(Collected data entries)
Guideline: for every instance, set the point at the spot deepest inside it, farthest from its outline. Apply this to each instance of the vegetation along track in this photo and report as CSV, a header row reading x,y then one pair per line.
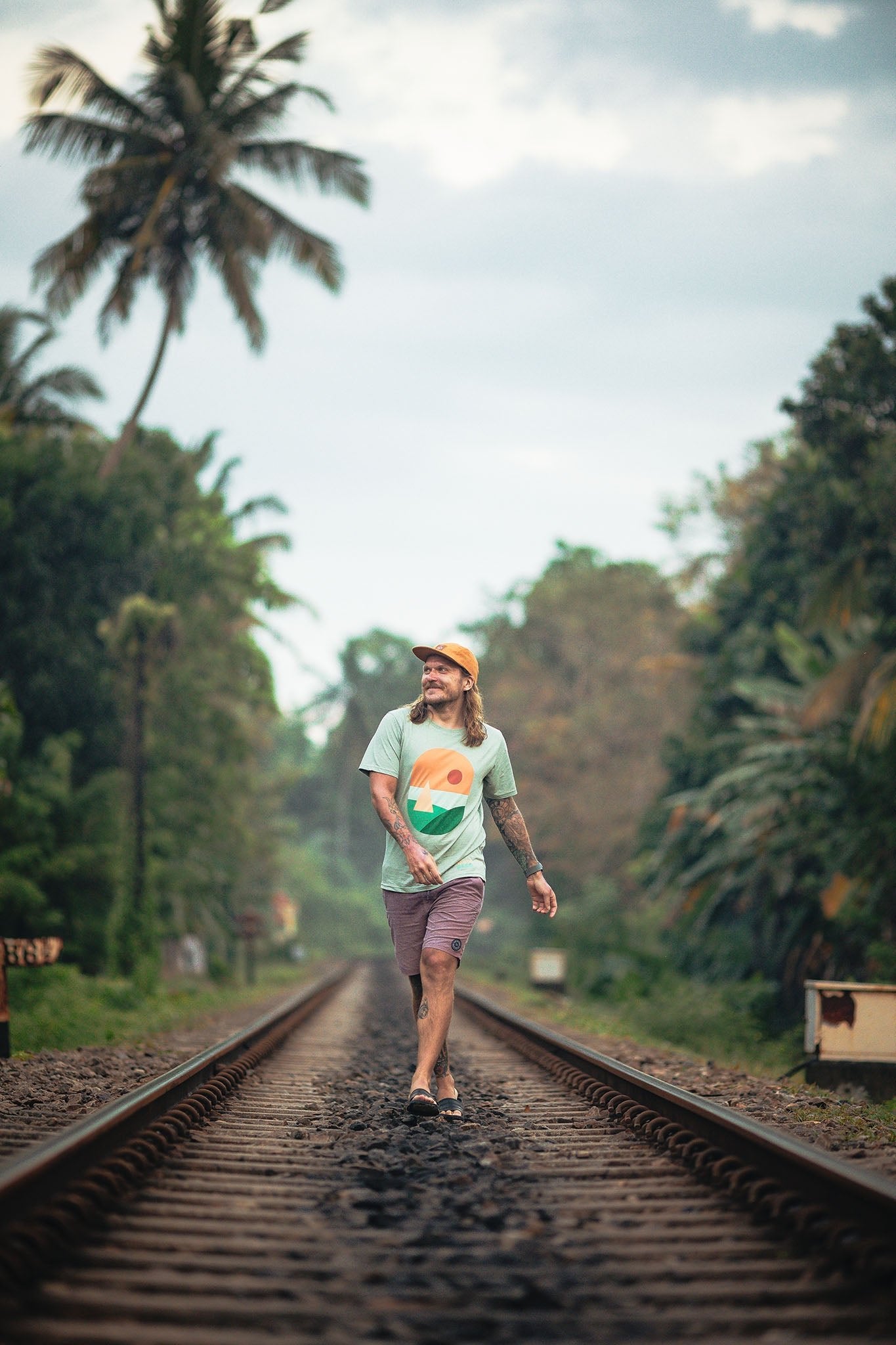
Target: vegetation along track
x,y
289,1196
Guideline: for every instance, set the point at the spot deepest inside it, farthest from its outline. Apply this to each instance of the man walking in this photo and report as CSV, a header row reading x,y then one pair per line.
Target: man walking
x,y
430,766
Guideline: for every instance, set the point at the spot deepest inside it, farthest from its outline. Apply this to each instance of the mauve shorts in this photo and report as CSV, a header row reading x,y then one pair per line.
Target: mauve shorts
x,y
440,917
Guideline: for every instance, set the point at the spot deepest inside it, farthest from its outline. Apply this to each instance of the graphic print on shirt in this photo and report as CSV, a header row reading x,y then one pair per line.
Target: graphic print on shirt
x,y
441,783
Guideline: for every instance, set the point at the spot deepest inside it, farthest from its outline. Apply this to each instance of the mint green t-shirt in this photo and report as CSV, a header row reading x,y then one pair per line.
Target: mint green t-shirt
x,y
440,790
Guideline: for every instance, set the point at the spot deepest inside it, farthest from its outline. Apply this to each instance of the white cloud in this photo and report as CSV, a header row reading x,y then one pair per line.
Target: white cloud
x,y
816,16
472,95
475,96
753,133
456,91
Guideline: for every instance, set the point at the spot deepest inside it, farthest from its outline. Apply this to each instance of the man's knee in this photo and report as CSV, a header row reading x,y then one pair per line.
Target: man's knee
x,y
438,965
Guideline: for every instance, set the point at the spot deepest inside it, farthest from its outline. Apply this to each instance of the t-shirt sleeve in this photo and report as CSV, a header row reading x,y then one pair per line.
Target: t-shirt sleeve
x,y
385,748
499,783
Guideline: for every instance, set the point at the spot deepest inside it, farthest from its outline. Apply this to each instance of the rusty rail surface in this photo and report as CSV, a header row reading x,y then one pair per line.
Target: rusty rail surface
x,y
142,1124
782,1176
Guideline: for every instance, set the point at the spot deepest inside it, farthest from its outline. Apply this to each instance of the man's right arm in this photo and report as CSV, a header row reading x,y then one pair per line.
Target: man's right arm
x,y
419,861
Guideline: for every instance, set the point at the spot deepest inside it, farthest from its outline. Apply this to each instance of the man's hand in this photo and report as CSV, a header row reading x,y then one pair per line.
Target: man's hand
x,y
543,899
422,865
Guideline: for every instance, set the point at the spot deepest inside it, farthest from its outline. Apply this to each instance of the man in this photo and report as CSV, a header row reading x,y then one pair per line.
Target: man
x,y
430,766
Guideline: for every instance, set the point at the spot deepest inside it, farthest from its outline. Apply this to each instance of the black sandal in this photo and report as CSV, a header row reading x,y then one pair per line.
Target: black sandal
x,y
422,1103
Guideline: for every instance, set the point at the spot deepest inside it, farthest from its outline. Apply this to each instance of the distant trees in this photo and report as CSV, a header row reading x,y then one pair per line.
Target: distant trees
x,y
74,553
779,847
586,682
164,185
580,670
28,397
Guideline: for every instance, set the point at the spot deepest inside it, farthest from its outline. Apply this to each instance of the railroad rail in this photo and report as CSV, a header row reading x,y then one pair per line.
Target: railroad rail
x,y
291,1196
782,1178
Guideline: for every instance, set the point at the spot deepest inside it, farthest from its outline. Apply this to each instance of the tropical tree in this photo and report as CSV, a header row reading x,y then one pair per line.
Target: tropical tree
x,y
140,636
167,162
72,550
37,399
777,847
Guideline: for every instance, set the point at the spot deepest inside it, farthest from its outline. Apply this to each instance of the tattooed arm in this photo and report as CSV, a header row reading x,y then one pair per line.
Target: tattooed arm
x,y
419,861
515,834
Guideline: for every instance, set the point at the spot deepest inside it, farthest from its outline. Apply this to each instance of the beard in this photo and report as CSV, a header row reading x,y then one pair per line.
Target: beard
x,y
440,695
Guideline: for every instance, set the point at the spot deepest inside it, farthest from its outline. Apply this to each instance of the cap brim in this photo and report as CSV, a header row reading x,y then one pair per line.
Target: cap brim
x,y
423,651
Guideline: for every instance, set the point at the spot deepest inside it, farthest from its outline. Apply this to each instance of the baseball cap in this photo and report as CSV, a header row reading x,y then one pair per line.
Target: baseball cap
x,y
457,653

> **PROBLEM**:
Look above for the line containing "Target: graphic print on shirt" and the line containing "of the mint". Transcribe both, with the lines between them, exactly.

> **SOLUTION TO THIS TASK**:
Target: graphic print on shirt
x,y
441,783
Guideline: for every instance, set the point at the spot deepest inside it, farthest from its outline. Apply this to each instance of the mint green t-shirt in this photo and report as CSV, a header row reading x,y then one pair per line.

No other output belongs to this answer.